◆ **Stated goal**
Copy every one of the entries that follow line for line, keeping each word and number as it appears.

* start Given records *

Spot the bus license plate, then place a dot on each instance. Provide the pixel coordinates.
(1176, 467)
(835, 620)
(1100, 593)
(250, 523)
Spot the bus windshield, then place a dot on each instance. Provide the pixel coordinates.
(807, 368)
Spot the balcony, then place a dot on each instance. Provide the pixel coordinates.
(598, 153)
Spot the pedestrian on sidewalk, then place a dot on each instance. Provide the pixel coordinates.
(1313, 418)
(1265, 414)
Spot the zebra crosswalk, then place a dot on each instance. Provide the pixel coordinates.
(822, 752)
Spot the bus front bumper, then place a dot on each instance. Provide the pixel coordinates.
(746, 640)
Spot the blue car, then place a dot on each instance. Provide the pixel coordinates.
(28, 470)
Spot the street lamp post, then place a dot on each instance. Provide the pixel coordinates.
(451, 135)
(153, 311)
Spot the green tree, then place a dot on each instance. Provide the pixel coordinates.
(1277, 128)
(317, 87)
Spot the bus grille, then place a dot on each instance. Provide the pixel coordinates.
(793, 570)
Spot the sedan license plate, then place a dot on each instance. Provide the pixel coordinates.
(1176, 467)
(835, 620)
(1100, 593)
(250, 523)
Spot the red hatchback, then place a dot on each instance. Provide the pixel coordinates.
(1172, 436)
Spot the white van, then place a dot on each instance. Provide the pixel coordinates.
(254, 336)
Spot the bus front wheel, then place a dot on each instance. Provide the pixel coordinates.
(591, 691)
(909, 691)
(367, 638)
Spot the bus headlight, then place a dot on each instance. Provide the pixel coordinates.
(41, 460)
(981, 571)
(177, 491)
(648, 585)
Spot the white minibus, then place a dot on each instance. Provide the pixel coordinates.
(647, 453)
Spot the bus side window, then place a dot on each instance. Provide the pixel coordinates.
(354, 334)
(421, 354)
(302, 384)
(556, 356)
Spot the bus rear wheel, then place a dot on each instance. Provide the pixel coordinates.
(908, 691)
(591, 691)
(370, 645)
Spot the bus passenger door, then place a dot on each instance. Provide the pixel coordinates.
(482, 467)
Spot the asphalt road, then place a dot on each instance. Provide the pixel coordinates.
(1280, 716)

* end Given records *

◆ **Solved exercise**
Spot the bus license plate, then place a dot on each instance. Provide the pixel coordinates.
(1176, 467)
(835, 620)
(1100, 593)
(250, 523)
Spot the bus windshield, then place a dot on each instance. Provide the pixel coordinates.
(807, 368)
Spot the balcony, then place a dot on each instance. Provide the pixel coordinates.
(598, 153)
Spot the pedestrian on sidewalk, then place a dot on each instance. Provide the pixel coordinates.
(1313, 418)
(1265, 414)
Spot the zebra crosswalk, then place a dot on each instance. Provide the pixel coordinates.
(822, 752)
Spot the bus front bumper, then place a dot on each instance. Provide the pixel coordinates.
(746, 640)
Spot the blue car, then place a dot on each instance. Provide the pixel coordinates.
(28, 470)
Spot the street lamp post, then place a dot on each instance. Provide the pixel coordinates.
(451, 135)
(153, 311)
Spot the green tree, then place a dot on each instance. Provide the pixel coordinates.
(1277, 128)
(317, 87)
Spot the bus grille, then place a dot on each instance. Provide the pixel coordinates.
(793, 570)
Spot the sedan license plate, then place a dot on each instance. Provide the pixel coordinates.
(1176, 467)
(835, 620)
(1100, 593)
(250, 523)
Spot the red hatchback, then place a dot on each instance. Provide the pixel coordinates.
(1172, 436)
Spot the white van, then place a dot on each instance. Provide the pixel coordinates.
(254, 336)
Spot the bus front wheel, then place a dot on each instance. Provide the pixel coordinates.
(591, 691)
(909, 691)
(367, 638)
Spot the bus headlight, then place a dot on each instance. Provide the pixel coordinates.
(41, 460)
(981, 571)
(177, 491)
(648, 585)
Spot the white minibus, then place a dot on each instance. Provide the pixel coordinates.
(647, 453)
Spot the bus side window, then place a dot on each instance. Provide the pixel coordinates.
(354, 334)
(421, 354)
(302, 384)
(556, 356)
Spot the bus rear wheel, then place a dot on each instance. Provide the pixel coordinates.
(908, 691)
(591, 691)
(370, 645)
Spot the bus passenger door, then place a dot on each instance. Provide the pixel coordinates.
(482, 467)
Spot the asphalt road, then place a dot on each instance. Provide the pixel coordinates.
(1280, 716)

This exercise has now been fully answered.